Begin Text block

Before the crisis, resource-poor Japan relied on nuclear power for about one-third of its electricity. It was planning to boost that share to 50 percent by 2030.

Without nuclear, Japan will have to import more fossil fuels, cutting its potential GDP by 1.2 per cent and costing 7.2 trillion yen ($94 billion) annually, according to an estimate by the Japan Centre for Economic Research.

But public support for nuclear power and the trust that the industry is built on has plummeted.

Tens of thousands of Japanese have turned out in protest. Suspicious of government and TEPCO reassurances, grassroots groups are scouring the country with radiation detectors. Several “hot spots” in and around Tokyo are now being investigated by the authorities.

Because of the outcry, Japan has essentially abandoned its long-term goal of expanding nuclear energy production. The status of even its existing plants is murky.

Currently, 43 of Japan’s 54 nuclear reactors are shut down, either because of mechanical problems or routine inspections, which must be conducted every 13 months. Local approval is required to restart nuclear power plants, even after routine inspections, and local leaders fearing repercussions at the polls have been loath to provide it.

TEPCO announced two weeks ago there will be enough power to see the country through the winter, but after that, the effect of the nuclear crisis on electricity production could become even more acute. If political resistance remains as high as it is now, every nuclear reactor in Japan could be offline by May.

End Text block

Complete the following
1/ According to the passage on Japan's nuclear power, how many of the country's 54 nuclear reactors are currently shut down?
2/ Render the records, from their first line through the line containing "pixel 987 102", as a Markdown table with columns Row and Line, leaving out blank lines.
The records have no connection to the passage on Japan's nuclear power.

Begin Dataset rows

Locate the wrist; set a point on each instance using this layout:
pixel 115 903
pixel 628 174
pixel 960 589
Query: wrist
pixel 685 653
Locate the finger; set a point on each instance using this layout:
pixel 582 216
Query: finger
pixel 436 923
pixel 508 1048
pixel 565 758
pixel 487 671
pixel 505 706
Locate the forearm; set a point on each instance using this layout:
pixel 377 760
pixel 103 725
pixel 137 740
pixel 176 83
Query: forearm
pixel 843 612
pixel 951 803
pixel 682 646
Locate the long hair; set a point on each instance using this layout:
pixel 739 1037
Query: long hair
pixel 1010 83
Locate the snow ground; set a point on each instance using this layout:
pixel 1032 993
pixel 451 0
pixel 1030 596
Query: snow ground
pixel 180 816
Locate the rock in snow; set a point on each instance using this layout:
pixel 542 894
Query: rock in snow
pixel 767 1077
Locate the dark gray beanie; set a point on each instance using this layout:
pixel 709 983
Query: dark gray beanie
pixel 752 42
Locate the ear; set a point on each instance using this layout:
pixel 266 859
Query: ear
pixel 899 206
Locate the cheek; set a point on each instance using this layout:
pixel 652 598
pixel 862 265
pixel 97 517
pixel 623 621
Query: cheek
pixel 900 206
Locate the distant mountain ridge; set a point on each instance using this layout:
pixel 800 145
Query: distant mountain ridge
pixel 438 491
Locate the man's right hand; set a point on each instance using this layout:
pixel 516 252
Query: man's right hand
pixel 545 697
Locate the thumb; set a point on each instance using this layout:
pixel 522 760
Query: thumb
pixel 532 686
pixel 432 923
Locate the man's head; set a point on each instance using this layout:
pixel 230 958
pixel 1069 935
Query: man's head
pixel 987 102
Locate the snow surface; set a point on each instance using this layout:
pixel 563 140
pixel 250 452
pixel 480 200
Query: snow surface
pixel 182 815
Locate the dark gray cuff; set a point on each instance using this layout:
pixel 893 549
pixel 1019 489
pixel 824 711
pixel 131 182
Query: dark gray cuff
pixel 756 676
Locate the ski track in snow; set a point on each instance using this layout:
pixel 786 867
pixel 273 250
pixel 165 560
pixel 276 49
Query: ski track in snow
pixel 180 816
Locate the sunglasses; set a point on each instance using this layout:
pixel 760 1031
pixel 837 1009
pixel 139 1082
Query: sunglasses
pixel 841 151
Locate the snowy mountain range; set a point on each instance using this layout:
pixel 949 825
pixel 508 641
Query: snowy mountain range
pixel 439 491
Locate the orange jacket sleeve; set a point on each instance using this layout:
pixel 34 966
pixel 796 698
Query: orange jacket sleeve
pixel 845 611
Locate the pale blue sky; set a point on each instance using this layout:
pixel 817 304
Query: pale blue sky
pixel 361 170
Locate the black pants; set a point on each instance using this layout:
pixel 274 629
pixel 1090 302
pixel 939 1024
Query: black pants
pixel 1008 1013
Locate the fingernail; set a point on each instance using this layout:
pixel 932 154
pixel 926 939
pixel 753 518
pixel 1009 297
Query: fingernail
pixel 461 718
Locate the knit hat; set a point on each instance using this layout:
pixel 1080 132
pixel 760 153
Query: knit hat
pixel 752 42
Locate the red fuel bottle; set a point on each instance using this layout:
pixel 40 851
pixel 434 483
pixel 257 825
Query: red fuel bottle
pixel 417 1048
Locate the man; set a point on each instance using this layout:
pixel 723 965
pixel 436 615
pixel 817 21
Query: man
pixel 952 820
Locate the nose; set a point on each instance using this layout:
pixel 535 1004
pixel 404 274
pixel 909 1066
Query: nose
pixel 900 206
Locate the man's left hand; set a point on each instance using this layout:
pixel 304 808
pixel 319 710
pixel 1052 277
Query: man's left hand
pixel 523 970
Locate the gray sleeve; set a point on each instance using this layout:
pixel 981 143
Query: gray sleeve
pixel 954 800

End Dataset rows

Task responses
1/ 43

2/
| Row | Line |
|---|---|
| 1 | Locate the wrist; set a point on each instance using this layout: |
| 2 | pixel 115 903 |
| 3 | pixel 628 174 |
| 4 | pixel 960 589 |
| 5 | Query: wrist |
| 6 | pixel 685 653 |
| 7 | Locate the finger; set a point on each instance using this layout: |
| 8 | pixel 582 216 |
| 9 | Query: finger |
| 10 | pixel 436 923 |
| 11 | pixel 508 1048 |
| 12 | pixel 565 758 |
| 13 | pixel 487 671 |
| 14 | pixel 505 706 |
| 15 | Locate the forearm; set a point on each instance using this layout: |
| 16 | pixel 377 760 |
| 17 | pixel 103 725 |
| 18 | pixel 137 740 |
| 19 | pixel 176 83 |
| 20 | Query: forearm |
| 21 | pixel 843 612 |
| 22 | pixel 951 803 |
| 23 | pixel 682 646 |
| 24 | Locate the long hair; set a point on each instance using this layout: |
| 25 | pixel 739 1037 |
| 26 | Query: long hair |
| 27 | pixel 1010 83 |
| 28 | Locate the snow ground; set a point on each instance using this layout: |
| 29 | pixel 1032 993 |
| 30 | pixel 451 0 |
| 31 | pixel 1030 596 |
| 32 | Query: snow ground |
| 33 | pixel 180 816 |
| 34 | Locate the rock in snow; set a point on each instance using this layout: |
| 35 | pixel 542 894 |
| 36 | Query: rock in snow |
| 37 | pixel 767 1077 |
| 38 | Locate the dark gray beanie; set a point on each instance using this layout: |
| 39 | pixel 709 983 |
| 40 | Query: dark gray beanie |
| 41 | pixel 752 42 |
| 42 | Locate the ear; set a point on each instance using this layout: |
| 43 | pixel 266 859 |
| 44 | Query: ear |
| 45 | pixel 899 206 |
| 46 | Locate the cheek; set a point on each instance using this layout: |
| 47 | pixel 652 598 |
| 48 | pixel 862 265 |
| 49 | pixel 97 517 |
| 50 | pixel 623 621 |
| 51 | Query: cheek |
| 52 | pixel 900 206 |
| 53 | Locate the distant mountain ridge; set a point on each instance using this layout: |
| 54 | pixel 800 145 |
| 55 | Query: distant mountain ridge |
| 56 | pixel 438 491 |
| 57 | Locate the man's right hand; set a point on each instance using this layout: |
| 58 | pixel 516 252 |
| 59 | Query: man's right hand |
| 60 | pixel 545 697 |
| 61 | Locate the thumb; set a point on each instance using this layout: |
| 62 | pixel 522 760 |
| 63 | Query: thumb |
| 64 | pixel 532 686 |
| 65 | pixel 432 923 |
| 66 | Locate the man's head; set a point on each instance using this layout: |
| 67 | pixel 230 958 |
| 68 | pixel 1069 935 |
| 69 | Query: man's head |
| 70 | pixel 987 102 |